- Exercise details
Show every line of the items below that contains the word "engine", treating uppercase and lowercase as different.
=== Given data ===
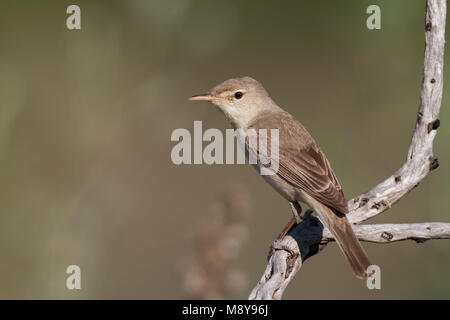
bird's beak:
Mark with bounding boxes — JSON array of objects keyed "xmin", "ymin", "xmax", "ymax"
[{"xmin": 189, "ymin": 93, "xmax": 225, "ymax": 101}]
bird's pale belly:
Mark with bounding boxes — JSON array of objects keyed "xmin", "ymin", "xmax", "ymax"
[{"xmin": 253, "ymin": 165, "xmax": 301, "ymax": 201}]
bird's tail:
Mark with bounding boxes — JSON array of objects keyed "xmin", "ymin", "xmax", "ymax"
[{"xmin": 314, "ymin": 201, "xmax": 371, "ymax": 279}]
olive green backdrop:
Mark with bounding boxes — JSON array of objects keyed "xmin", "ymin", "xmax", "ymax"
[{"xmin": 0, "ymin": 0, "xmax": 450, "ymax": 299}]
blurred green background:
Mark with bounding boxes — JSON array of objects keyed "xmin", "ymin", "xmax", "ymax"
[{"xmin": 0, "ymin": 0, "xmax": 450, "ymax": 299}]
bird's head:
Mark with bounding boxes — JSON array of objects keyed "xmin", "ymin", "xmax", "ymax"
[{"xmin": 189, "ymin": 77, "xmax": 278, "ymax": 129}]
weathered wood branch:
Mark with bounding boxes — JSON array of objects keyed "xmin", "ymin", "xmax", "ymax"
[{"xmin": 249, "ymin": 0, "xmax": 450, "ymax": 299}]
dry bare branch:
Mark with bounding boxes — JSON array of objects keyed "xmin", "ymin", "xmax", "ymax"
[{"xmin": 249, "ymin": 0, "xmax": 450, "ymax": 299}]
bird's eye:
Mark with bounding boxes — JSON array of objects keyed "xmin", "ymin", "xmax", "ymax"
[{"xmin": 234, "ymin": 91, "xmax": 244, "ymax": 99}]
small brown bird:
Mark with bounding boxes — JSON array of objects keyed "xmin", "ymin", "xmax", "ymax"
[{"xmin": 190, "ymin": 77, "xmax": 370, "ymax": 278}]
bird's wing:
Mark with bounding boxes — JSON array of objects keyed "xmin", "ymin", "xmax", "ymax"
[{"xmin": 246, "ymin": 112, "xmax": 348, "ymax": 214}]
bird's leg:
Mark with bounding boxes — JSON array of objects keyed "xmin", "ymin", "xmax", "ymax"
[
  {"xmin": 267, "ymin": 201, "xmax": 302, "ymax": 260},
  {"xmin": 289, "ymin": 201, "xmax": 302, "ymax": 223},
  {"xmin": 275, "ymin": 201, "xmax": 302, "ymax": 241}
]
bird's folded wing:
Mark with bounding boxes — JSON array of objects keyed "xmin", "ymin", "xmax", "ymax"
[{"xmin": 246, "ymin": 111, "xmax": 348, "ymax": 214}]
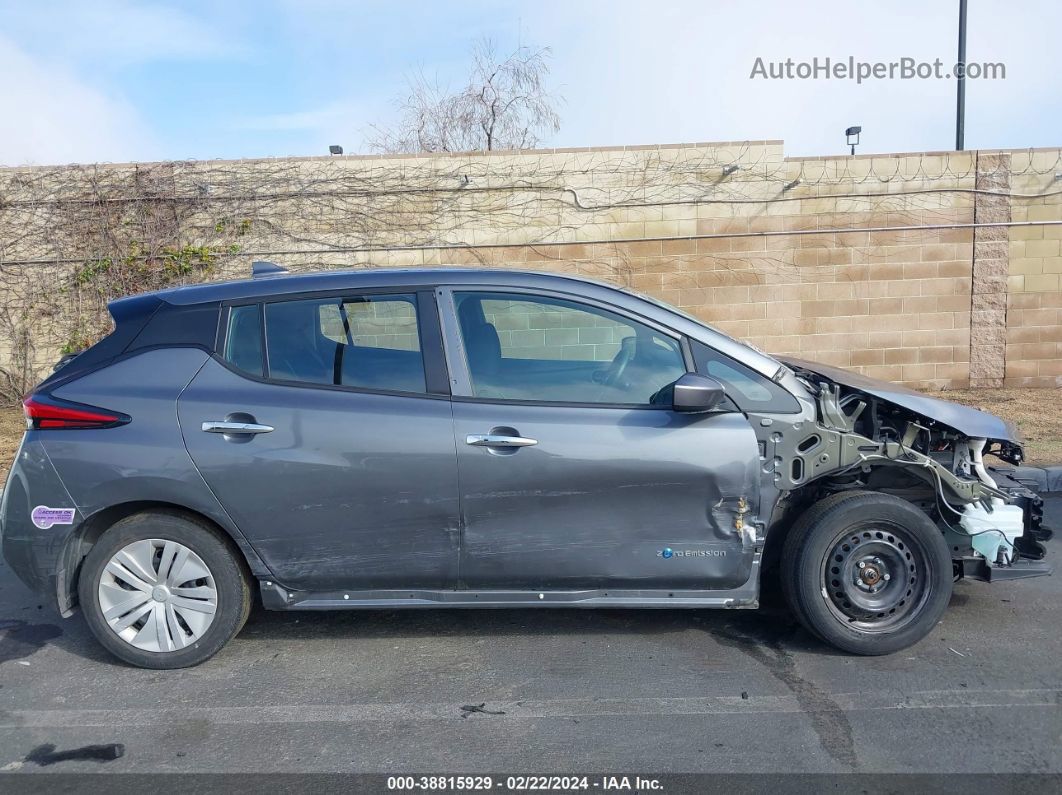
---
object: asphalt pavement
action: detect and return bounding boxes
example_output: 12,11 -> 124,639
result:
0,498 -> 1062,774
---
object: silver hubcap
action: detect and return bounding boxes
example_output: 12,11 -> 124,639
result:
99,538 -> 218,652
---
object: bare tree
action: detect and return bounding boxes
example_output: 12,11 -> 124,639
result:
366,39 -> 561,153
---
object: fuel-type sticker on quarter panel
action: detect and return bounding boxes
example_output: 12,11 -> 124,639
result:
30,505 -> 74,530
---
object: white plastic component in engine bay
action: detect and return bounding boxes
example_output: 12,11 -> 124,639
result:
959,497 -> 1025,566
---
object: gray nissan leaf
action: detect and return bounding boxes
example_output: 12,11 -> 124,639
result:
0,263 -> 1050,669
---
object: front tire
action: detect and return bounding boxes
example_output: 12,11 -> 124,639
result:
78,511 -> 251,669
782,491 -> 953,655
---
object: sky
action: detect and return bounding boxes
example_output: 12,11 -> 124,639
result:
0,0 -> 1062,166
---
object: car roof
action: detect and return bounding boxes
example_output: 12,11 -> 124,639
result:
154,266 -> 622,306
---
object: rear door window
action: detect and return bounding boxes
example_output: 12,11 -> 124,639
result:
266,294 -> 426,392
224,294 -> 426,393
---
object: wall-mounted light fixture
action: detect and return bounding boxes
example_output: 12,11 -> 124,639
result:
844,127 -> 862,155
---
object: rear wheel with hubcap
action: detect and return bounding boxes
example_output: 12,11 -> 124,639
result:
782,491 -> 952,655
79,512 -> 251,669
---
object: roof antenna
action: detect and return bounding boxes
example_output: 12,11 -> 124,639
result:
251,260 -> 289,279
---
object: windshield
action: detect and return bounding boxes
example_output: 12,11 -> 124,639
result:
620,287 -> 785,358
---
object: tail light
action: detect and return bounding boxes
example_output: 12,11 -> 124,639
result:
22,395 -> 132,430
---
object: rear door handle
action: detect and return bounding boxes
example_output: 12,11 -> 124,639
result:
203,420 -> 274,433
465,433 -> 538,447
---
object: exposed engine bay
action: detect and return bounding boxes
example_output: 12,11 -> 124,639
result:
757,360 -> 1051,581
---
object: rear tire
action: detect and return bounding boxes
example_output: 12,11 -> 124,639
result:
78,511 -> 251,669
781,491 -> 953,655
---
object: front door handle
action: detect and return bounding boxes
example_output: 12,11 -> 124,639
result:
203,420 -> 274,433
465,433 -> 538,447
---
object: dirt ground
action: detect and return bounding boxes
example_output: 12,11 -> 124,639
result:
0,387 -> 1062,484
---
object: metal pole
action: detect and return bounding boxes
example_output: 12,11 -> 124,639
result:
955,0 -> 966,152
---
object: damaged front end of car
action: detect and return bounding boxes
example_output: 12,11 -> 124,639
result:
760,359 -> 1051,582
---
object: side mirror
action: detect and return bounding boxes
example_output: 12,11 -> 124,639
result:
671,373 -> 726,414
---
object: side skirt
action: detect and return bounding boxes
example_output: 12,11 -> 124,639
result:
259,567 -> 759,610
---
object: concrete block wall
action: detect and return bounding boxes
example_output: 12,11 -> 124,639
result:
0,141 -> 1062,388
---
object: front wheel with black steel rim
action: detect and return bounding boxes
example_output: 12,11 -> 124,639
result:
782,491 -> 953,655
78,512 -> 251,669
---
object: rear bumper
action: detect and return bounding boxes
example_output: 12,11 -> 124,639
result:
0,434 -> 83,615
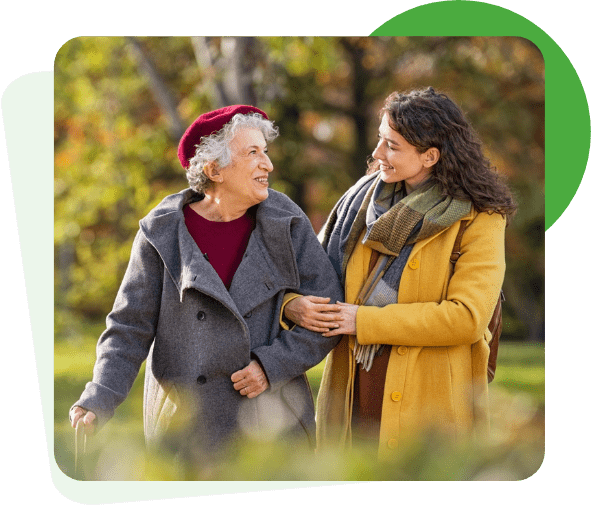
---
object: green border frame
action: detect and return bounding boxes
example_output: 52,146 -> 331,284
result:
===
- Problem solution
object: white plastic component in engine bay
object: exposed engine bay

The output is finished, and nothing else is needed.